O Ministério Público do Estado do Rio de Janeiro (MPRJ), por meio da 2ª Promotoria de Justiça de Investigação Penal Especializada do Núcleo Niterói e São Gonçalo, instaurou um Procedimento Investigatório Criminal (PIC) próprio para investigar a operação realizada no Complexo do Salgueiro, em São Gonçalo. Em nota, o órgão declarou que o procurador-geral de Justiça, Luciano Mattos, noticiou à Promotoria de Justiça, que foi ao local para colher informações e ouvir moradores. “Um perito integrante do Grupo de Apoio Técnico Especializado (GATE/MPRJ) foi designado ao Instituto Médico Legal para acompanhar o exame dos corpos”, disse.
De acorco com Jonatas Moreth, o Estado, quanto a questão da segurança pública, entende que se combate o crime com guerra. “Portanto, o inimigo precisa ser destruído, aniquilado. Fazemos isto, em especial quanto à política de drogas desde que o Brasil é Brasil”, adverte. As mortes aconteceram durante uma operação da Polícia Militar. No sábado (20), um policial militar morreu em uma troca de tiros na região. Devido a isso, o Batalhão de Operações Especiais Policias (BOPE) foi chamado. A população afirma que pelo menos 14 pessoas da comunidade morreram neste final de semana.

### Tarefas a realizar
[a] Reescreva todo o trecho do documento que vai de "De acorco com" até "final de semana.", trocando "guerra" por "confronto armado".
[b] Segundo o trecho do documento, quem foi designado ao Instituto Médico Legal para acompanhar o exame dos corpos?

### Material fornecido
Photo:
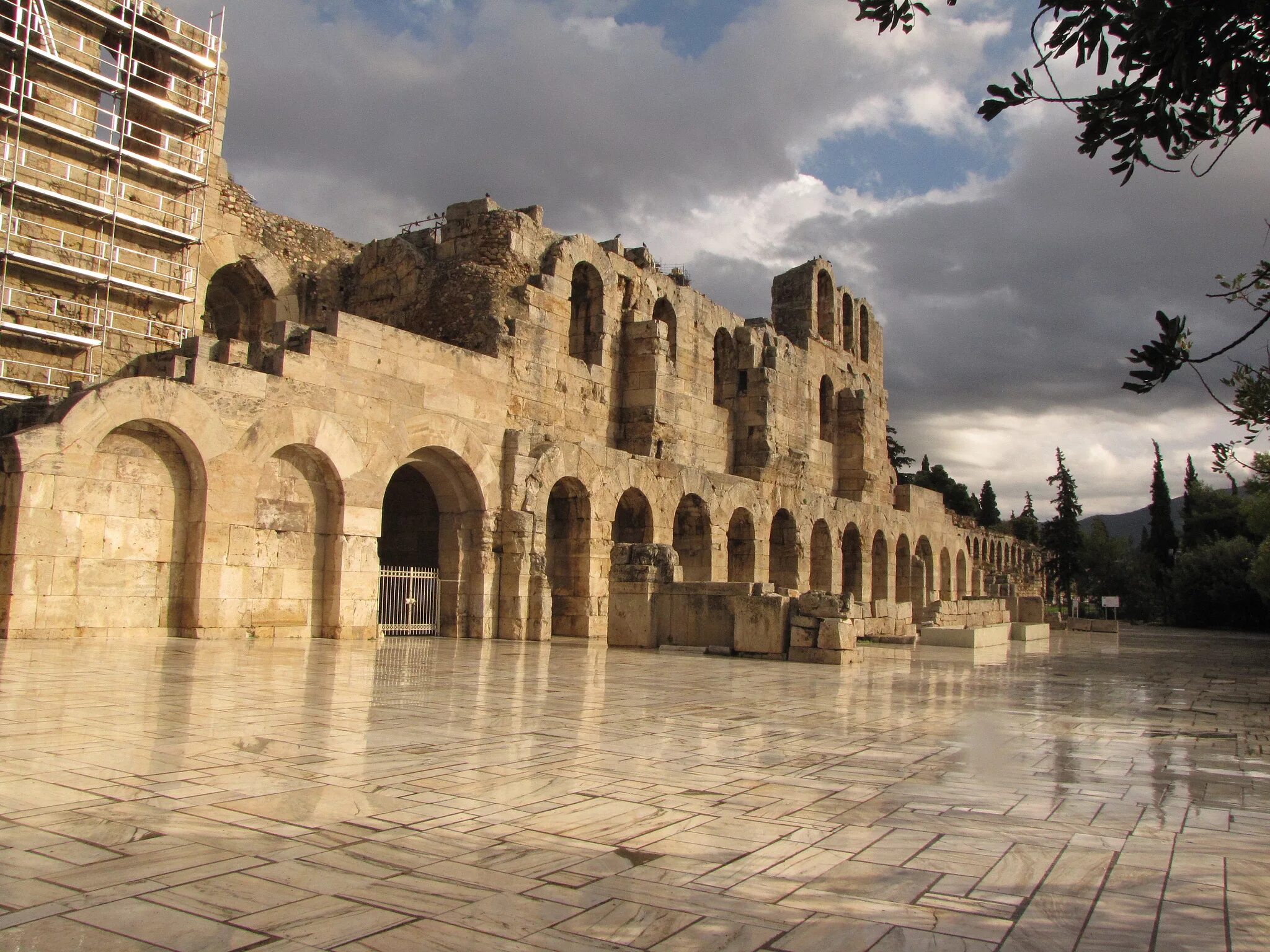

### Respostas por tarefa
[a]
De acorco com Jonatas Moreth, o Estado, quanto a questão da segurança pública, entende que se combate o crime com confronto armado. “Portanto, o inimigo precisa ser destruído, aniquilado. Fazemos isto, em especial quanto à política de drogas desde que o Brasil é Brasil”, adverte. As mortes aconteceram durante uma operação da Polícia Militar. No sábado (20), um policial militar morreu em uma troca de tiros na região. Devido a isso, o Batalhão de Operações Especiais Policias (BOPE) foi chamado. A população afirma que pelo menos 14 pessoas da comunidade morreram neste final de semana.

[b] Um perito integrante do Grupo de Apoio Técnico Especializado (GATE/MPRJ).